**What is asked**
Swap "fur-trimmed hood" for "fur-lined hood" in the part of the material that opens with the line containing "pen and give integer pixel coordinates." and runs to the end of the material. Return only those lines, with nothing else changed.

Entries from a dataset
** start **

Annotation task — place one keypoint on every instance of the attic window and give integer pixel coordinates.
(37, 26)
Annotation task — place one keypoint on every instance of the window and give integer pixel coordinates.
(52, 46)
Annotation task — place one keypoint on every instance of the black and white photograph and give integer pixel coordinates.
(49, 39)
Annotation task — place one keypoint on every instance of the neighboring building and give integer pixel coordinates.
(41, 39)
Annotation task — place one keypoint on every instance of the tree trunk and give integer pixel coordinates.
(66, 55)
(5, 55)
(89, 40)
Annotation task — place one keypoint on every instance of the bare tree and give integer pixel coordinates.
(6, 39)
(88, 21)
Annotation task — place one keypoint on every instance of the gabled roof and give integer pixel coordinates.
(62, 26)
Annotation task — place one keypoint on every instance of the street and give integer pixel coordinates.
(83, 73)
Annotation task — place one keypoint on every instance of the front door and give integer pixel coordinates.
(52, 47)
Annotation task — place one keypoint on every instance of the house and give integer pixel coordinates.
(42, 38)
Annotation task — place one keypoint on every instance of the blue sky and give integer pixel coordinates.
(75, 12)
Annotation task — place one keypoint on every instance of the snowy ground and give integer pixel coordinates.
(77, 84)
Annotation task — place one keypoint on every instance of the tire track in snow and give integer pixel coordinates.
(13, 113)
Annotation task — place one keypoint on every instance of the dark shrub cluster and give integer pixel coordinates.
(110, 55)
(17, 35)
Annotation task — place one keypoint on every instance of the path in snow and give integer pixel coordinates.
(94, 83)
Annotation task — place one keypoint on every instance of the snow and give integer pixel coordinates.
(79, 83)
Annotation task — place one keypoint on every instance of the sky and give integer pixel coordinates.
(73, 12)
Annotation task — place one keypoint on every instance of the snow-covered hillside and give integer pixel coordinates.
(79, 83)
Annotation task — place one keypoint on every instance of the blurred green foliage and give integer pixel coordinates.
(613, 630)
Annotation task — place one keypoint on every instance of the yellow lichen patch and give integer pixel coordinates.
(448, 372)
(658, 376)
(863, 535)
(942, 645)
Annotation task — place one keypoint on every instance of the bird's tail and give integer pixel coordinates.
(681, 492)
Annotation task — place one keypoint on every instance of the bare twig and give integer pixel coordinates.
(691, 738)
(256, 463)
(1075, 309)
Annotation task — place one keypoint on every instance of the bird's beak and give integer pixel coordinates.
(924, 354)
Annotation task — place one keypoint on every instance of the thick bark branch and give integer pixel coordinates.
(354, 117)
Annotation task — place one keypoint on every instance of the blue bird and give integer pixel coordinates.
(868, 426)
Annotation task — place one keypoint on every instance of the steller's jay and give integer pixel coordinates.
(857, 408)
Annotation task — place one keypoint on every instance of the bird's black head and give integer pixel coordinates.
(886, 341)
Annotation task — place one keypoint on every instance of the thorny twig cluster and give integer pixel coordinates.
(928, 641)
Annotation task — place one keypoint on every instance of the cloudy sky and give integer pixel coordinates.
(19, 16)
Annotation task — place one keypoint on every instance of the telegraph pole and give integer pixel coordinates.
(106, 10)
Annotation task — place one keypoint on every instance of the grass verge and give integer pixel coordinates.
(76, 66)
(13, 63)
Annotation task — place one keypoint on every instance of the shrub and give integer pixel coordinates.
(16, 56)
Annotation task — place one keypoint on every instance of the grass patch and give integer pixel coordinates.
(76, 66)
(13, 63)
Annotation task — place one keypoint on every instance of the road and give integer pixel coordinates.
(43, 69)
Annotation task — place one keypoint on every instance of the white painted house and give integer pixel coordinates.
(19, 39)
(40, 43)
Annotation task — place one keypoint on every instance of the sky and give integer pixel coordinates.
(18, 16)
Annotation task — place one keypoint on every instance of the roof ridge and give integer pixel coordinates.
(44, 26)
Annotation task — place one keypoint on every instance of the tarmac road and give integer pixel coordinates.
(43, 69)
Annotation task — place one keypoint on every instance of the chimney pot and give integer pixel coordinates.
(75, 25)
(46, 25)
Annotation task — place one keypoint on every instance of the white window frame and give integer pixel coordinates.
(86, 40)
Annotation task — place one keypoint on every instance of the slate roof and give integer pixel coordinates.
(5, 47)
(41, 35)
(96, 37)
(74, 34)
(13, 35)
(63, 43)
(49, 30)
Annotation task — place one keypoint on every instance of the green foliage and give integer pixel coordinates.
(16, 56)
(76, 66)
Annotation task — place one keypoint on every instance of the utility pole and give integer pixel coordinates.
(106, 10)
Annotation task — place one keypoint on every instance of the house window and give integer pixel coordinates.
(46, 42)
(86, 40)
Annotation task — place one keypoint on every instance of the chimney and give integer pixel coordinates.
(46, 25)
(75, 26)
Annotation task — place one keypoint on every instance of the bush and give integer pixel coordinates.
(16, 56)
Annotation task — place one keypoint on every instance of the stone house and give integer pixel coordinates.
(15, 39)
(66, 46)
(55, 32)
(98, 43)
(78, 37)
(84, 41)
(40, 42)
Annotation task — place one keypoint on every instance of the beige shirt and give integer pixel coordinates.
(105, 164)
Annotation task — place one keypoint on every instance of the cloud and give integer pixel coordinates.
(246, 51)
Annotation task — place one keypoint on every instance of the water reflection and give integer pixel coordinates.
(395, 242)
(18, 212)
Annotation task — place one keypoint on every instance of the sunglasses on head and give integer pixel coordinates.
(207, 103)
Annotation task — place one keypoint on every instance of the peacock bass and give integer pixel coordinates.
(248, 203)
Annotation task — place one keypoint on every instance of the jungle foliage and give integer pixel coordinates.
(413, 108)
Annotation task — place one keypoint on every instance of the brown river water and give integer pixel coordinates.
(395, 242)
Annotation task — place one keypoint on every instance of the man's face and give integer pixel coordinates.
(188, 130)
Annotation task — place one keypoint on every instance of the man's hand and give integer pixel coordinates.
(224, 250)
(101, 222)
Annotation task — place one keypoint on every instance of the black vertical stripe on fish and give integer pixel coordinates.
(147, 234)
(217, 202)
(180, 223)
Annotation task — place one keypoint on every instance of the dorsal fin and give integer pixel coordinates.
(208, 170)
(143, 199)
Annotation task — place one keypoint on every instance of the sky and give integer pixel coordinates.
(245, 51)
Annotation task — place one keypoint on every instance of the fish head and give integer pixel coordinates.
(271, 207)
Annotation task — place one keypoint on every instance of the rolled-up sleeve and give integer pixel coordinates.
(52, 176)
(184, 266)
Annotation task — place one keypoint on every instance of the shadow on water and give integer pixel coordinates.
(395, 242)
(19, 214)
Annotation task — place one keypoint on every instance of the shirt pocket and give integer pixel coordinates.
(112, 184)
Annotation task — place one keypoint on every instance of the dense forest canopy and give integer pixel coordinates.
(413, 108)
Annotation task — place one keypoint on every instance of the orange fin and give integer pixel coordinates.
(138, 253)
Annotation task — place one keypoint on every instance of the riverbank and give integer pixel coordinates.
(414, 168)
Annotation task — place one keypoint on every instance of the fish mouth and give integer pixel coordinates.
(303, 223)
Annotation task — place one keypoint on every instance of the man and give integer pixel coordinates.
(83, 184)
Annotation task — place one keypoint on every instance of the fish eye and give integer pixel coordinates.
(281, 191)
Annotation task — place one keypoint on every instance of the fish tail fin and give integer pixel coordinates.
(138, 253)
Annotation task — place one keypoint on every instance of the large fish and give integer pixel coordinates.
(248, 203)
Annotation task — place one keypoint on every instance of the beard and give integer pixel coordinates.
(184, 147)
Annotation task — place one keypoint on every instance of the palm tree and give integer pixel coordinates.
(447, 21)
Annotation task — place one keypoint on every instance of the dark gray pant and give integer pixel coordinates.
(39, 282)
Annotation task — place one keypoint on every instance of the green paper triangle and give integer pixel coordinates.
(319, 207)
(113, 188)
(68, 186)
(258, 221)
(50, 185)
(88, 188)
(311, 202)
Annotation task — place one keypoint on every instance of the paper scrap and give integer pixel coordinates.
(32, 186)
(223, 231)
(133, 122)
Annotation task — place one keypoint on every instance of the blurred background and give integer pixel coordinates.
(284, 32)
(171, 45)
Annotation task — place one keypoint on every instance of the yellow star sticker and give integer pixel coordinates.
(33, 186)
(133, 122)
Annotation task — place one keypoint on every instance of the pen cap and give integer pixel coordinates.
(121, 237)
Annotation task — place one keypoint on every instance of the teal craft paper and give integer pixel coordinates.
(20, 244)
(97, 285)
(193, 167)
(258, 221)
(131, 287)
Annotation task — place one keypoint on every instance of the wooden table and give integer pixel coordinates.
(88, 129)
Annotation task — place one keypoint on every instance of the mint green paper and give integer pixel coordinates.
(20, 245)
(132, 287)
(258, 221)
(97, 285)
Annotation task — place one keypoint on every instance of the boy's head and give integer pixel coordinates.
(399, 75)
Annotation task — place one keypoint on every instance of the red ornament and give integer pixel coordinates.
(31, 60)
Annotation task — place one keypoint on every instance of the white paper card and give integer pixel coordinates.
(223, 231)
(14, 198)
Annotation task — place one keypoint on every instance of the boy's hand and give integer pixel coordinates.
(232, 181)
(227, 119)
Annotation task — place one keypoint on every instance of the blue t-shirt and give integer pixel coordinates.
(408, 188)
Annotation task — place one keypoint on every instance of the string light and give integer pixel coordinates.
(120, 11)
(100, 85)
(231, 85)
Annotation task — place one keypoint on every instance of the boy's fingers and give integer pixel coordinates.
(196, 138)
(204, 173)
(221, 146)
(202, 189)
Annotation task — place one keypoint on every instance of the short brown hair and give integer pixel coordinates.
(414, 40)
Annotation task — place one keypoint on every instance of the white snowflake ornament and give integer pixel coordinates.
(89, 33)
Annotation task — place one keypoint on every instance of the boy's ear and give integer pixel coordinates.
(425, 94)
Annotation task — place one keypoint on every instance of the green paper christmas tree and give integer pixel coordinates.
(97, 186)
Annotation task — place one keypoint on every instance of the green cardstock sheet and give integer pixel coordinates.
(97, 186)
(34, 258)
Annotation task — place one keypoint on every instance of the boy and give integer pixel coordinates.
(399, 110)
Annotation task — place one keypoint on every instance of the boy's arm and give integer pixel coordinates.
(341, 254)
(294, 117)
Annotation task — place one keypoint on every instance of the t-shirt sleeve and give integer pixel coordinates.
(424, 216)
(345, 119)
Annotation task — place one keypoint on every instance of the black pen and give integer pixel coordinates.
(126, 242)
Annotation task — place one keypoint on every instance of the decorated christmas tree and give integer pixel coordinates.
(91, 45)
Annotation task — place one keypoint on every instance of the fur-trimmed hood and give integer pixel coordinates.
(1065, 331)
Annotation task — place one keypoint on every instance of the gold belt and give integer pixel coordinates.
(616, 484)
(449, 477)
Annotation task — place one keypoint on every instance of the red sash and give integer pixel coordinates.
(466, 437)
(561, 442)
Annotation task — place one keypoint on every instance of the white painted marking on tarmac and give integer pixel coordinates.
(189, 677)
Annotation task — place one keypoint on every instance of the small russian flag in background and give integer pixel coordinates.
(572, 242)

** end **

**Solution for this exercise**
Annotation task — place one keypoint on every instance of the black pen and give integer pixel coordinates.
(126, 242)
Annotation task — place one keypoint on every instance of the decorated christmas tree and give integer pixel coordinates.
(91, 45)
Annotation task — place one keypoint on every instance of the fur-lined hood and give integer pixel coordinates.
(1065, 331)
Annotation task — place one keypoint on every instance of the gold belt and give integer pixel coordinates.
(616, 484)
(449, 477)
Annotation task — place one keypoint on every instance of the red sash and give integer pixel coordinates.
(466, 437)
(561, 442)
Annotation task — place one keypoint on every instance of the white painted marking on tarmac and give integer pixel coordinates.
(189, 677)
Annotation task — place one keypoint on every instance of the small russian flag in background and give integer pixel coordinates.
(572, 242)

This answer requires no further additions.